[start of Listed entries]

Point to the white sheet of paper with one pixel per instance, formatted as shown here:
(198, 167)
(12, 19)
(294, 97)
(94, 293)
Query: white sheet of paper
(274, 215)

[end of Listed entries]

#### [The task]
Can you print every line of the listing above verbatim, without changing anything?

#### [Answer to this task]
Point to the white sheet of paper with one pixel per instance, formatted as shown here:
(198, 167)
(12, 19)
(294, 97)
(94, 293)
Query: white sheet of paper
(274, 215)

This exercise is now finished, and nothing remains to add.